BEGIN MATERIAL FOR THE TASK
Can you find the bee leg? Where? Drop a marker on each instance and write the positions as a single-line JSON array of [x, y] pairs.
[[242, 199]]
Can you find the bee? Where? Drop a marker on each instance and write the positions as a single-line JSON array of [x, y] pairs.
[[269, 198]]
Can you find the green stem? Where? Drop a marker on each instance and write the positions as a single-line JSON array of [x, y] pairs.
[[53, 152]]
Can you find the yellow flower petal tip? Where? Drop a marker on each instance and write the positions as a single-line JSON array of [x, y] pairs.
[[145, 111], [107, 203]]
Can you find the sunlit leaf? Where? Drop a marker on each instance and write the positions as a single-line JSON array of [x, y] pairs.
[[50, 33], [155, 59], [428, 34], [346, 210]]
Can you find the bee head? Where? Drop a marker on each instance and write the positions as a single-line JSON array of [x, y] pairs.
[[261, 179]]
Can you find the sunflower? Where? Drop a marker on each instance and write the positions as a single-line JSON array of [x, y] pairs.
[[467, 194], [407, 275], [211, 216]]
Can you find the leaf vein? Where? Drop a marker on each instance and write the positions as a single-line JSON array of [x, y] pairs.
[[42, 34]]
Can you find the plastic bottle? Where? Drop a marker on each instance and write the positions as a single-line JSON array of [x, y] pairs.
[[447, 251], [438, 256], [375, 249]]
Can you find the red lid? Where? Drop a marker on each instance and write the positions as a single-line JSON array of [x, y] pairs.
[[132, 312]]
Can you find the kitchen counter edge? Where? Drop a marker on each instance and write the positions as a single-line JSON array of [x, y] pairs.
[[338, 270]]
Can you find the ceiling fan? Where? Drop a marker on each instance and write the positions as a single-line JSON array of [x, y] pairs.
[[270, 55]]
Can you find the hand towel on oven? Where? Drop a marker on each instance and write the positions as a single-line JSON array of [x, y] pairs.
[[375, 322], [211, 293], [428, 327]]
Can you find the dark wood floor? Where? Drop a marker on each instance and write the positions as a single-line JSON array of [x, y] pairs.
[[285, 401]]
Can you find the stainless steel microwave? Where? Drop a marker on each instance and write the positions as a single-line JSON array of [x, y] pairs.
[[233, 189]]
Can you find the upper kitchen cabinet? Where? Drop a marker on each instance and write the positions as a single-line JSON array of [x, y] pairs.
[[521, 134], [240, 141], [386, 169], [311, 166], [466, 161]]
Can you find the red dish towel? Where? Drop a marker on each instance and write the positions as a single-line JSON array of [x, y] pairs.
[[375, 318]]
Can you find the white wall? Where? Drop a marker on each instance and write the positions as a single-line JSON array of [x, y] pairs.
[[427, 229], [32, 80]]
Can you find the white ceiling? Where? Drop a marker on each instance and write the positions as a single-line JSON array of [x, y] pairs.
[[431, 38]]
END MATERIAL FOR THE TASK
## TASK INSTRUCTIONS
Please return the material above exactly as written.

## RESPONSE
Can you find the bee leg? Where? Drop a marker on each instance and write the positions as a single-line JSON array of [x, y] pairs.
[[242, 199]]
Can you find the bee? Where? Drop a marker on each instance and write the positions as a single-line JSON array of [x, y] pairs.
[[269, 198]]
Can you find the green stem? Where? Drop a marker on each instance and write the positions as a single-line JSON array of [x, y] pairs.
[[53, 152]]
Can you find the yellow flower petal tip? Where? Drop a marker on each instance and write the positions as a single-line JSON array of [x, y] pairs.
[[145, 111], [107, 203]]
Can you find the sunlit leaf? Where? Drop a marker on each instance and write the positions as a single-line JSON array of [x, y] pairs.
[[50, 33], [155, 59], [428, 34], [346, 210]]
Can you find the bee head? Where? Drop a marker on each instance and write the positions as a single-line JSON array of [x, y] pairs.
[[261, 179]]
Can you find the sunflower? Where? Drop a marker on each instance and write the positions as a single-line JSON array of [x, y] pairs.
[[467, 194], [407, 275], [211, 216]]
Can you find the leaf vein? Where? Drop a marker on each instance and write the positions as a single-line JSON array of [x, y] pairs.
[[42, 34]]
Can you find the plastic bottle? Where? Drop a marker on each instance and write the positions as a single-line JSON array of [x, y] pairs.
[[447, 251], [438, 256], [375, 249]]
Can you find the red lid? Where? Drop a marker on each instance and write the positions as a single-line JSON array of [x, y] pairs.
[[132, 312]]
Can you find the kitchen counter edge? Where? Drop a marker on each instance and write the positions as a single-line JSON array of [x, y] pairs.
[[338, 270]]
Can you find the ceiling fan? Where? Drop a marker on each instance and write the positions as a single-line JSON array of [x, y] pairs.
[[270, 55]]
Can you find the hand towel on oven? Where? Drop a marker on each instance and write the positions as a single-line JSON array of [x, y] pairs.
[[375, 322], [211, 293], [428, 327]]
Can you find the dark wood floor? Where? Drop a marker on each instance and write the positions as a single-line JSON array of [x, y] pairs.
[[285, 401]]
Can you find the stainless steel microwave? Where? Drop a marker on each instance and write the positions as a single-line JSON array of [x, y] pairs.
[[233, 189]]
Can you find the upper kitchen cabinet? Where? Drop a marker on each instance and write the positions as a single-line JSON array of [x, y] pairs.
[[521, 134], [240, 141], [386, 169], [311, 166], [466, 161]]
Can you find the red dish towel? Where? Drop a marker on each instance and write the positions as a single-line JSON array of [x, y] pairs.
[[375, 318]]
Can you find the white wall? Where? Drop a marker on each instance and write the positions as a single-line JSON array of [x, y] pairs.
[[427, 229], [32, 80]]
Can you find the white ceiling? Where? Drop a marker on each instance and write the positions as a single-line JSON array of [x, y] pairs.
[[431, 38]]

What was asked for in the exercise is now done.